Verilen görev a:
Şilan yazısında "Rohat BARAN" ifadesinden "pek mümkün değildi." ifadesine kadar olan kısmı hiç değiştirmeden döndür.

Belge:
Şilan!

Forum Haberleri —

  • Bizde şehide üzülme olmaz. Çünkü bir amaç için, idealler için bedel verilmesi gerekirse o da verilir anlayışı var. Özgür bir ülke ve özgür önderlik için şehit düşmesini de bilmek gerekir. O da zaten bu inançtaydı.

 

Rohat BARAN

Farklı köylerde yaşadık ve o daha yeni doğmuşken köyden çıktık. Devletin yürüttüğü politikalar sonucu Kürdistan’dan göç etmemiz nedeniyle birbirimizi tanımadık, görmedik. 2010 yılında, 2005’te gerillaya katılmış bir akrabamın olduğunu öğrendiğimde kim olabilir düşüncesiyle tanıdığım, bildiğim isimlerden hangisidir diye bir cevap bulmaya çalıştım. Ama bana sözlü selam gönderen ve sözü edilen gerilla Şilan, bildiğim akrabalarımdan hiçbiri değildi. 1990’da doğmuştu, yani Serhıldan çocuğuydu. Haliyle onu tanımam pek mümkün değildi.

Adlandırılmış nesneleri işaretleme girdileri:
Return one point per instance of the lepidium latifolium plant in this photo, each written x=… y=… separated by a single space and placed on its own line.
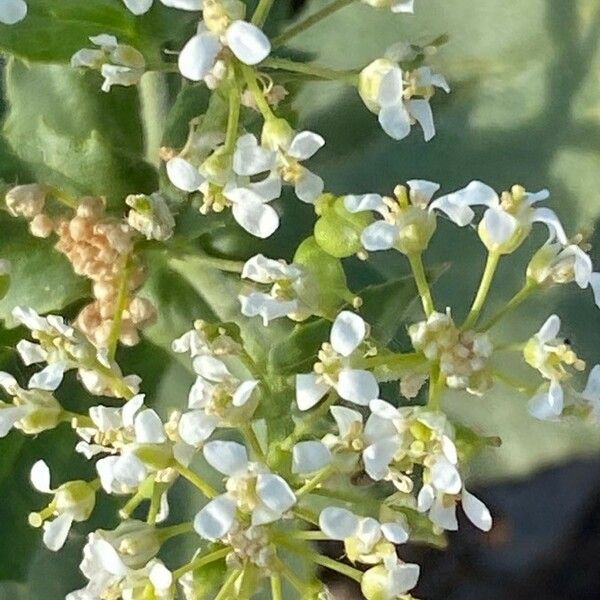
x=303 y=423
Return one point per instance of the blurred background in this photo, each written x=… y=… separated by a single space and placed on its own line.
x=524 y=108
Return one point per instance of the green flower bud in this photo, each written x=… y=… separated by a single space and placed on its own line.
x=338 y=231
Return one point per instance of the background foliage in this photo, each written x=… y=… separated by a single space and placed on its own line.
x=524 y=108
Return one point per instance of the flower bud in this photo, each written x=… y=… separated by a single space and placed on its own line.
x=26 y=200
x=338 y=231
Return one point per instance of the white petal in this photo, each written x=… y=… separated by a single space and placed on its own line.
x=309 y=390
x=138 y=7
x=211 y=368
x=549 y=330
x=355 y=204
x=345 y=419
x=149 y=428
x=305 y=144
x=40 y=477
x=261 y=220
x=216 y=518
x=357 y=385
x=309 y=457
x=243 y=392
x=48 y=378
x=347 y=333
x=397 y=533
x=476 y=511
x=198 y=56
x=547 y=405
x=549 y=218
x=379 y=236
x=195 y=427
x=445 y=477
x=274 y=492
x=421 y=111
x=338 y=523
x=395 y=120
x=184 y=175
x=498 y=225
x=444 y=516
x=390 y=88
x=250 y=158
x=378 y=456
x=309 y=186
x=12 y=11
x=228 y=458
x=247 y=42
x=56 y=532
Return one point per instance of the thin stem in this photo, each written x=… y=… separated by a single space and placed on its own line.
x=251 y=439
x=515 y=301
x=196 y=480
x=416 y=264
x=313 y=69
x=491 y=265
x=334 y=565
x=201 y=561
x=316 y=481
x=310 y=21
x=120 y=306
x=261 y=102
x=262 y=12
x=276 y=592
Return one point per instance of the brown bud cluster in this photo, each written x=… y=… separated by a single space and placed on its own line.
x=100 y=249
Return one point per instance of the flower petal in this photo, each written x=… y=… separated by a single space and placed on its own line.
x=228 y=458
x=247 y=42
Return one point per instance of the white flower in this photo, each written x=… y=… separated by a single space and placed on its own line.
x=150 y=215
x=217 y=399
x=73 y=501
x=441 y=506
x=12 y=11
x=119 y=64
x=365 y=539
x=32 y=411
x=139 y=7
x=390 y=92
x=509 y=217
x=550 y=356
x=251 y=489
x=409 y=219
x=335 y=368
x=556 y=263
x=222 y=27
x=286 y=283
x=397 y=6
x=390 y=580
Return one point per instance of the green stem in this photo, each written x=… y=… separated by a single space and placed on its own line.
x=416 y=264
x=262 y=12
x=491 y=265
x=276 y=592
x=313 y=69
x=154 y=100
x=261 y=102
x=310 y=21
x=196 y=480
x=201 y=561
x=120 y=306
x=316 y=481
x=334 y=565
x=517 y=299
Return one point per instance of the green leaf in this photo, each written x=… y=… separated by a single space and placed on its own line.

Verilen görev b:
Listede "Return one point per instance of the white petal" ifadesini içeren satırdan listenin son satırına kadar, iki uç da dahil, tüm satırları olduğu gibi yeniden yaz.

Beklenen yanıt a:
Rohat BARAN

Farklı köylerde yaşadık ve o daha yeni doğmuşken köyden çıktık. Devletin yürüttüğü politikalar sonucu Kürdistan’dan göç etmemiz nedeniyle birbirimizi tanımadık, görmedik. 2010 yılında, 2005’te gerillaya katılmış bir akrabamın olduğunu öğrendiğimde kim olabilir düşüncesiyle tanıdığım, bildiğim isimlerden hangisidir diye bir cevap bulmaya çalıştım. Ama bana sözlü selam gönderen ve sözü edilen gerilla Şilan, bildiğim akrabalarımdan hiçbiri değildi. 1990’da doğmuştu, yani Serhıldan çocuğuydu. Haliyle onu tanımam pek mümkün değildi.

Beklenen yanıt b:
Return one point per instance of the white petal in this photo, each written x=… y=… separated by a single space and placed on its own line.
x=309 y=390
x=138 y=7
x=211 y=368
x=549 y=330
x=355 y=204
x=345 y=419
x=149 y=428
x=305 y=144
x=40 y=477
x=261 y=220
x=216 y=518
x=357 y=385
x=309 y=457
x=243 y=392
x=48 y=378
x=347 y=333
x=397 y=533
x=476 y=511
x=198 y=56
x=547 y=405
x=549 y=218
x=379 y=236
x=195 y=427
x=445 y=477
x=274 y=492
x=421 y=111
x=338 y=523
x=395 y=120
x=184 y=175
x=498 y=225
x=444 y=516
x=390 y=88
x=250 y=158
x=378 y=456
x=309 y=186
x=12 y=11
x=228 y=458
x=247 y=42
x=56 y=532
Return one point per instance of the thin stem in this photo, each written x=… y=… separated by a single space and placed on its own line.
x=251 y=439
x=515 y=301
x=196 y=480
x=416 y=264
x=313 y=69
x=491 y=265
x=334 y=565
x=201 y=561
x=316 y=481
x=310 y=21
x=120 y=306
x=261 y=102
x=262 y=12
x=276 y=592
Return one point per instance of the brown bud cluster in this photo, each written x=… y=… separated by a single space and placed on its own line.
x=100 y=249
Return one point per instance of the flower petal in this photo, each written x=… y=… separated by a single space and placed on its own line.
x=228 y=458
x=247 y=42
Return one point per instance of the white flower in this photo, each written x=… y=… separated by a single space and placed on its own line.
x=150 y=215
x=217 y=399
x=73 y=501
x=441 y=506
x=12 y=11
x=119 y=64
x=365 y=539
x=32 y=411
x=139 y=7
x=390 y=92
x=509 y=217
x=550 y=356
x=251 y=489
x=409 y=219
x=335 y=368
x=556 y=263
x=222 y=27
x=286 y=283
x=397 y=6
x=390 y=580
Return one point per instance of the green stem in this photo, each written x=… y=… separated by a single space and placed on its own line.
x=416 y=264
x=262 y=12
x=491 y=265
x=276 y=592
x=313 y=69
x=154 y=100
x=261 y=102
x=310 y=21
x=196 y=480
x=201 y=561
x=120 y=306
x=316 y=481
x=334 y=565
x=517 y=299
Return one point per instance of the green leaf in this photo, each written x=… y=… separated by a single space and placed on its own line.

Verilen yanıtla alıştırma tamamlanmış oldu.